婚礼后,爱玛随包法利先生回到小镇,正式成为包法利夫人,她期待着“未婚夫、丈夫、天上的情人和永恒的婚姻等比喻在她灵魂深处所唤醒的意想不到的喜悦”[58-59]。她却没有因此感受到爱情,她甚至开始质疑自己,不知“欢愉、热情和迷恋”[60-61]这些曾经在书中所读到的美妙,在现实生活中为何感受不到[62],这些感觉在现实中是否真的存在?包法利先生(查理)历经多年学习后才取得行医执照,正式成为一名医生。但是现实之中,包法利先生口袋瘪瘪,连“双人舞的钱也付不出”[63-64]。他每天都要到诊室坐诊,早出晚归,分身乏术,无法陪包法利夫人一起完成她想要做的事情,更无法给予她想要的奢华生活。与此同时,朴实勤俭的包法利先生将自己框定在这个小镇之上,没有过高的追求。他所想的只是能够和包法利夫人共同度过平凡、美好却不失温馨的小日子。丈夫的平凡与不理解着实困扰了向往浪漫与热烈的包法利夫人,使得她困惑不已。与渔夫盖兰之女不同,包法利夫人并未被婚姻所治愈[65],反而更加痛苦与难堪。
包法利夫人拥有独立的人格与想法。包法利夫人的“自我”与“他者”统一于身体之中。“他者”通过教会教育以及阅读众多的浪漫主义书籍形成了对于浪漫爱情的狂热追求,她希望这种传奇式的相濡以沫能够在她的人生中成为现实,这一追求也是她选择查理作为丈夫的重要因素之一。但与此同时,包法利夫人的“自我”与“身体”却在现实之中承受着无奈与困惑,包法利夫人并没有因为婚姻而获得自己想要拥有的书中所记载的“欢愉、热情与迷恋”[66-67]。数之不尽的却是丈夫的平庸、冷漠与不解。列维纳斯的著作《总体与无限》中有这样的论述:“如果同一是通过与他者的单纯对立而自我同一化,那么它就已经是一个包括了同一与他者的总体的一部分。”[68]他异性也成为存在之外不可消解的独立“他者”,而“他者本身和他者中那无法还原的他性,就是他人”[69]。因此,作为独立人格存在的包法利夫人,爱欲与现实的冲突是其成长的一部分。当爱欲与浪漫成为自我共同体的“他异性”时,包法利夫人这一独立个体所表现出的“外在性”就呈现为对财欲和爱情的贪婪、面对现实的无奈与寻找情人这一“他者”行为间的冲突。当这一“他者”面对共同体“同一性”之时,“他人”在展现自我“他异性”的同时也需要生存于共同体“同一性”之下,包法利夫人作为社会共同体之“他人”,她不得不被福楼拜“杀死”。

> **资料**:
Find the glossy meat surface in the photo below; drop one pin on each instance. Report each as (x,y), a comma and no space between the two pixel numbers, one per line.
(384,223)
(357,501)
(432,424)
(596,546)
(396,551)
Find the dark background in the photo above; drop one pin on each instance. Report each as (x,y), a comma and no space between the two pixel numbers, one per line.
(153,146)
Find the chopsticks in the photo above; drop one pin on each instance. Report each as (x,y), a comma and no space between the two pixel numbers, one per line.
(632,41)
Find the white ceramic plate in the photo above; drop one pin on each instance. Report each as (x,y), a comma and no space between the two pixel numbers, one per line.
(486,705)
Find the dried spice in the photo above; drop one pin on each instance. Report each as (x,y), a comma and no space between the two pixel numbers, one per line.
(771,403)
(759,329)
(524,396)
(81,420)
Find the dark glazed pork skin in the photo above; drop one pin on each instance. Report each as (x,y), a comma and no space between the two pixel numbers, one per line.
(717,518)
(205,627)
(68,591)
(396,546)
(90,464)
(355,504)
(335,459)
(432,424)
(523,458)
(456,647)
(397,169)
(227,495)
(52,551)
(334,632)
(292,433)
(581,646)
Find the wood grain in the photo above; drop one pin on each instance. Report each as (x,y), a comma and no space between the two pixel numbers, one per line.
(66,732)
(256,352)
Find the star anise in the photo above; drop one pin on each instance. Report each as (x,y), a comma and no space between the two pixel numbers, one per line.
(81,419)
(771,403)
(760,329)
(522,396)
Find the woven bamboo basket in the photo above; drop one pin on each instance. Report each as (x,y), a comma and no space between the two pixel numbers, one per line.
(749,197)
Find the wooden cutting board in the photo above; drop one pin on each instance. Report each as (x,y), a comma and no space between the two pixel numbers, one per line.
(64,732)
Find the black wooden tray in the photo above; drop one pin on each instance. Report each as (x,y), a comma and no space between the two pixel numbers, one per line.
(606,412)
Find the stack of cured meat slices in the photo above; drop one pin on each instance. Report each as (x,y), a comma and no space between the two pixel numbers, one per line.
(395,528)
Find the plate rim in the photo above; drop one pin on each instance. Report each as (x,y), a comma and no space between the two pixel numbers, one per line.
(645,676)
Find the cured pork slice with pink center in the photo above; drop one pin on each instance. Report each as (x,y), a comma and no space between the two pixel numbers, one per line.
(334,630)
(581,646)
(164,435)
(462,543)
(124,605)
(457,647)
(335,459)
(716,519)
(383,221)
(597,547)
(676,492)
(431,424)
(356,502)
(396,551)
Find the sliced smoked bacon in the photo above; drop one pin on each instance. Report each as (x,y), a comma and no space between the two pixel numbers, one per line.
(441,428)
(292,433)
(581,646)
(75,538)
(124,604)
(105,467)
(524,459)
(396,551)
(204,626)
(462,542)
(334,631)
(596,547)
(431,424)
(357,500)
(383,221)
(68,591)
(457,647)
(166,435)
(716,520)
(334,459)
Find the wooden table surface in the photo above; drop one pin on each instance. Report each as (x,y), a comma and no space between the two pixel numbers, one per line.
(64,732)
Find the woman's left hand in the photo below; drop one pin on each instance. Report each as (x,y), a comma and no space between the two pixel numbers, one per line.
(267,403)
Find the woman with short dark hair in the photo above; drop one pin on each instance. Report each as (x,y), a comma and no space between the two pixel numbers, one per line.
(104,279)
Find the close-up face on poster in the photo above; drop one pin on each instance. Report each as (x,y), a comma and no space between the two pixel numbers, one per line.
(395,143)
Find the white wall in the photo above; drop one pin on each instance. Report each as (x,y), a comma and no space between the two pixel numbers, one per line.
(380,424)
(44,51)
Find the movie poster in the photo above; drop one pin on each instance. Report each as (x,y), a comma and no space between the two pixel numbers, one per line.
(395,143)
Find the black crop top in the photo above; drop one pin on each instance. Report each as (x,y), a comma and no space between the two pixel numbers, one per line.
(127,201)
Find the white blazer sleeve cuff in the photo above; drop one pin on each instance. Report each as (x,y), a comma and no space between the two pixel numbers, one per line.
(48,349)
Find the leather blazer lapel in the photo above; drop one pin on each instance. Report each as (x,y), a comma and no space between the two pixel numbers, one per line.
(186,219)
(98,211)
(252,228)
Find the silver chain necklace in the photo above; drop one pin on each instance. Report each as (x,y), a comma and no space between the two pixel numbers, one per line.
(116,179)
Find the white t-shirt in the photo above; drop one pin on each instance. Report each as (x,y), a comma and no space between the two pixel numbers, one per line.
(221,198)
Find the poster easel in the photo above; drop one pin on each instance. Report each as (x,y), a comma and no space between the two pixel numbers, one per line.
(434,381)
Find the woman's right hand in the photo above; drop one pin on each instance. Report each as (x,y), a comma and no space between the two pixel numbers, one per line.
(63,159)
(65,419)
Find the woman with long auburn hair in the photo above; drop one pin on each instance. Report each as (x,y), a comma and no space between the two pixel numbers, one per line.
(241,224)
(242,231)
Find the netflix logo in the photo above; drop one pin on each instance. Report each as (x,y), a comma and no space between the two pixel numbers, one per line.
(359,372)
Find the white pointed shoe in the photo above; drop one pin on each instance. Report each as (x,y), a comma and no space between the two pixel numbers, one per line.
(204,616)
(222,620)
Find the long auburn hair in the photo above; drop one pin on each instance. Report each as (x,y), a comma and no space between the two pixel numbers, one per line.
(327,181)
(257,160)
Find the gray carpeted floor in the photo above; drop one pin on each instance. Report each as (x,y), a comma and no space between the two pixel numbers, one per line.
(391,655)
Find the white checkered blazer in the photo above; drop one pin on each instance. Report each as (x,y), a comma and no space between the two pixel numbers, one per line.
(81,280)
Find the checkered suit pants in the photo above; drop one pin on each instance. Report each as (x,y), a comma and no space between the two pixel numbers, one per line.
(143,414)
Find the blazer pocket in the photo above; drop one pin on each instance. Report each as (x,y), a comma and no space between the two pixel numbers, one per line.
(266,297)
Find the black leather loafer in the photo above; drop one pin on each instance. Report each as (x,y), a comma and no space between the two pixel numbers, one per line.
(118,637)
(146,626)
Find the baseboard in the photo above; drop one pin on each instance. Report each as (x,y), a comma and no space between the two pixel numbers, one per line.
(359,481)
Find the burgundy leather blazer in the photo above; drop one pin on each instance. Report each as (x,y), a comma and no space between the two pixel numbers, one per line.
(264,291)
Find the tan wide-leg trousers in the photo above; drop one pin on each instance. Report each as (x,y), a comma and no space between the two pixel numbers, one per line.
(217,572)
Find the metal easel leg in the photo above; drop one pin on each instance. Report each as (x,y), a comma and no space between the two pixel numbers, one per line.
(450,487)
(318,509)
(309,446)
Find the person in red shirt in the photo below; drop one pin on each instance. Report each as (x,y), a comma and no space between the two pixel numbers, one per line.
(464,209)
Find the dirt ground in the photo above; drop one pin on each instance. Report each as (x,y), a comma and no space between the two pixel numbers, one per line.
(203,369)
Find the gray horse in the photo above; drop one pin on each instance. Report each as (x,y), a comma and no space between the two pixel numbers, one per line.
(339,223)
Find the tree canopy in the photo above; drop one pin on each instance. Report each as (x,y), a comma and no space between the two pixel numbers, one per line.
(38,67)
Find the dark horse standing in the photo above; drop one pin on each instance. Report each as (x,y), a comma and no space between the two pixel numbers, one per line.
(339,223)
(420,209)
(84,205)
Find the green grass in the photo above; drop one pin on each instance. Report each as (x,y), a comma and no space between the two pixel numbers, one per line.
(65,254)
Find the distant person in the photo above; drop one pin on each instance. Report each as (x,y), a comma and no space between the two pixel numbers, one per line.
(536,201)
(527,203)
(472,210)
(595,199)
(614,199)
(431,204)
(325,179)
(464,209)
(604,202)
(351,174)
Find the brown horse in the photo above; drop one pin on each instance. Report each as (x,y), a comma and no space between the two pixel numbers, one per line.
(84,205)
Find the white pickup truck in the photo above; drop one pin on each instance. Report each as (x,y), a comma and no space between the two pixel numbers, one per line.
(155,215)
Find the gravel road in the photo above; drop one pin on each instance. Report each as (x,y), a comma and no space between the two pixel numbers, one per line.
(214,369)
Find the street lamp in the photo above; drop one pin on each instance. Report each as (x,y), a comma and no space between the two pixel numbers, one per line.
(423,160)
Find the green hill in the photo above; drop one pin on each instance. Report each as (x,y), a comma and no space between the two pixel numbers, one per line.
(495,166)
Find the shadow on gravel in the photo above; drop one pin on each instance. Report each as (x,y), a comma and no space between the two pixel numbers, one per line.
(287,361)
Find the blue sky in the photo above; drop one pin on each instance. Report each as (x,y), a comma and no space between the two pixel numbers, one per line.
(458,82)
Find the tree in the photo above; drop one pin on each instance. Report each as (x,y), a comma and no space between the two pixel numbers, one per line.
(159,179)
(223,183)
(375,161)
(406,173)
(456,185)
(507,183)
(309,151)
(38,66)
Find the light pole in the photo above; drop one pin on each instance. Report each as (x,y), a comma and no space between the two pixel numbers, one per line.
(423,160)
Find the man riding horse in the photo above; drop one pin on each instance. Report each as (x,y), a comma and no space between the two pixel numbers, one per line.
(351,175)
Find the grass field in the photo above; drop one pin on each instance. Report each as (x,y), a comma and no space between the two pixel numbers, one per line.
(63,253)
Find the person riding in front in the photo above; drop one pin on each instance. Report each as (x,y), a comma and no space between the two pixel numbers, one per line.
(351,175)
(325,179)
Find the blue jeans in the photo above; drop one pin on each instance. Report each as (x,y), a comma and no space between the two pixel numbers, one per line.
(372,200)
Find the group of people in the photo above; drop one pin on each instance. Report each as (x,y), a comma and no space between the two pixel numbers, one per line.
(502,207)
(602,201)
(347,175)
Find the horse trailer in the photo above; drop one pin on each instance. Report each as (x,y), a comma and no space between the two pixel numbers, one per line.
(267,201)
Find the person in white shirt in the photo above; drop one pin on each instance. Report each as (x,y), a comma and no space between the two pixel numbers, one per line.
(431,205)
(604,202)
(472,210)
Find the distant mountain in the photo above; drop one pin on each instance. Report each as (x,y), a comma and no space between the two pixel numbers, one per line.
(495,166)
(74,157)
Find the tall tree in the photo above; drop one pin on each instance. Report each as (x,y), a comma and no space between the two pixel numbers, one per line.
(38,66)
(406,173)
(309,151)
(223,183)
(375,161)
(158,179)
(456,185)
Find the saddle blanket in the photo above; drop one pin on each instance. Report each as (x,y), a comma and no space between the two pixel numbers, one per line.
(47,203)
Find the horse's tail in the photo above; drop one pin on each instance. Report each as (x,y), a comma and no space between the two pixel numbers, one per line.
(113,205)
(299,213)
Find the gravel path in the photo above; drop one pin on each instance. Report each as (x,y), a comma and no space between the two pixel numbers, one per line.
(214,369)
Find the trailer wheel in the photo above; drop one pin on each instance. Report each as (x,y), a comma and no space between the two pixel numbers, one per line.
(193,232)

> **作业 1**:
根据所给文本,判断下列三个说法是否与文本一致。每项回答“是”或“否”,并原样引用文本中起决定作用的词句。(a)包法利先生取得行医执照后手头宽裕。(b)对浪漫爱情的追求是包法利夫人选择查理作为丈夫的重要因素之一。(c)包法利夫人和渔夫盖兰之女一样,被婚姻所治愈。
> **作业 2**:
请把所给文本中以“婚礼后,爱玛随包法利先生回到小镇”开头的整段改写成简短的要点列表,保留其主要事实。
> **作业 3**:
请从“婚礼后,爱玛随包法利先生回到”开始,到“65],反而更加痛苦与难堪。”结束,原样返回所给文本中的这部分内容。

> **书面回答 1**:
(a)否。“包法利先生口袋瘪瘪”
(b)是。“这一追求也是她选择查理作为丈夫的重要因素之一”
(c)否。“与渔夫盖兰之女不同,包法利夫人并未被婚姻所治愈”

> **书面回答 2**:
- 婚礼后,爱玛随包法利先生回到小镇,成为包法利夫人,期待婚姻带来喜悦。
- 她没有感受到爱情,开始怀疑书中读到的“欢愉、热情和迷恋”在现实中是否存在。
- 包法利先生(查理)多年学习后取得行医执照,成为医生,但手头拮据。
- 他每天坐诊,早出晚归,无法陪伴妻子,也给不了她想要的奢华生活。
- 他朴实勤俭,安于小镇,只想与妻子过平凡温馨的日子。
- 丈夫的平凡与不理解让向往浪漫的包法利夫人困惑不已。
- 与渔夫盖兰之女不同,她没有被婚姻治愈,反而更加痛苦与难堪。

> **书面回答 3**:
婚礼后,爱玛随包法利先生回到小镇,正式成为包法利夫人,她期待着“未婚夫、丈夫、天上的情人和永恒的婚姻等比喻在她灵魂深处所唤醒的意想不到的喜悦”[58-59]。她却没有因此感受到爱情,她甚至开始质疑自己,不知“欢愉、热情和迷恋”[60-61]这些曾经在书中所读到的美妙,在现实生活中为何感受不到[62],这些感觉在现实中是否真的存在?包法利先生(查理)历经多年学习后才取得行医执照,正式成为一名医生。但是现实之中,包法利先生口袋瘪瘪,连“双人舞的钱也付不出”[63-64]。他每天都要到诊室坐诊,早出晚归,分身乏术,无法陪包法利夫人一起完成她想要做的事情,更无法给予她想要的奢华生活。与此同时,朴实勤俭的包法利先生将自己框定在这个小镇之上,没有过高的追求。他所想的只是能够和包法利夫人共同度过平凡、美好却不失温馨的小日子。丈夫的平凡与不理解着实困扰了向往浪漫与热烈的包法利夫人,使得她困惑不已。与渔夫盖兰之女不同,包法利夫人并未被婚姻所治愈[65],反而更加痛苦与难堪。